§ Texto de estudo
Os episódios ocorridos durante a Santa Inquisição na Espanha e em Portugal, como a expulsão e fuga dos cristãos-novos e os posteriores destinos dessas pessoas, são fatos aprendidos nos bancos escolares e sempre foram tema de teses e livros. Autor de Das fogueiras da inquisição às terras do Brasil - a viagem de 500 anos de uma família judia (ed. Imago), Joseph Eskenazi Pernidji, advogado de profissão, dedica-se há 50 anos a pesquisar a história dos judeus na Espanha e em Portugal. Esta semana, ele lança A Saga dos Cristãos-Novos (Imago).

- Eu quis contar a história dos judeus que foram batizados à força, mas retornaram ao judaísmo. Escolhi falar sobre algumas famílias como Castro, Seixas, Cardoso, Pereira, Sequeira, Nunes, entre outros. A saga do povo brasileiro deve muito aos judeus e cristãos-novos - destaca Joseph.

O genealogista e historiador Paulo Valadares, um dos autores do Dicionário sefaradi de sobrenomes (ed. Fraiha), confirma que o assunto, pouco discutido na imprensa, sempre mereceu muita pesquisa e estudo na academia. A oportunidade de alcançar um público maior será um dos grandes méritos do documentário.

§ Lista de tarefas
- 1) Segundo o texto sobre os cristãos-novos, há quantos anos Joseph Eskenazi Pernidji pesquisa a história dos judeus na Espanha e em Portugal?
- 2) Traduza para o inglês esta frase do texto sobre os cristãos-novos: "Esta semana, ele lança A Saga dos Cristãos-Novos (Imago)."
- 3) Dê seguimento ao texto sobre os cristãos-novos a partir do ponto em que ele termina.

§ Registros listados
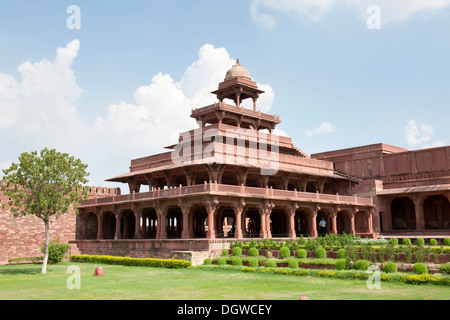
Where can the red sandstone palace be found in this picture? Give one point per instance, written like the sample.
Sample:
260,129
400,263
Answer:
232,178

§ Respostas por tarefa
- 1) Há 50 anos.

- 2) This week, he is releasing A Saga dos Cristãos-Novos (Imago).

- 3)
Valadares, que também deu consultoria ao documentário, chama atenção para o conflito presente nas histórias contadas no filme, que exibe casos de marranos como o do poeta negro pernambucano Odmar Braga e seus filhos, o da família Medeiros, de Natal - já na terceira geração de retornados ao judaísmo -, de dona Cabocla, nascida e criada no vilarejo de Venha Ver, no Rio Grande do Norte, beata, devota de 26 santos, e com hábitos nada cristãos, e do médico Luciano.

- O filme mostra quando Luciano vem a São Paulo falar com os rabinos ortodoxos, que explicam como um judeu é reconhecido. Mas o pessoal do Nordeste não aceita a conversão. Querem ser considerados como judeus mas não querem ser convertidos. É nesse instante que se dá o conflito da história - revela Valadares.

Para a historiadora da Universidade de São Paulo Anita Novinsky, que orientou a parte histórica do documentário, o marrano é um homem dividido, porque é cristão-novo e católico, com práticas judaicas dentro de casa, mas considerado cristão fora dela. Autoridade mundial em inquisição portuguesa, Anita conta que há 15 anos foi a Caicó e encontrou uma comunidade marrana. Segundo ela, o que acontece no Brasil é um caso único na história universal.

- Não existe um fenômeno antropológico dessa envergadura no mundo. Em vários lugares, há reminiscências, mas não há nenhum caso de comunidades que tenham vivido 500 anos sem se revelar. Hoje podemos comprovar que 30% da população brasileira, branca, de classe média é de origem judaica - afirma Anita.

Talvez a truculência da Inquisição tenha justificado o silêncio dos antepassados. De acordo com a historiadora, não havia escolha a não ser a conversão. Se apenas pedissem perdão, ainda assim eram garroteados. Quando clamavam por inocência, eram queimados vivos. Para a professora, eles podem ser considerados os precursores da modernidade por não aceitarem o jugo implacável das leis inquisitoriais.

- Não acreditavam em superstições e fanatismos, repeliam as imagens e não aceitavam o ato da confissão por acharem que os padres eram tão pecadores como as pessoas comuns - enumera a historiadora.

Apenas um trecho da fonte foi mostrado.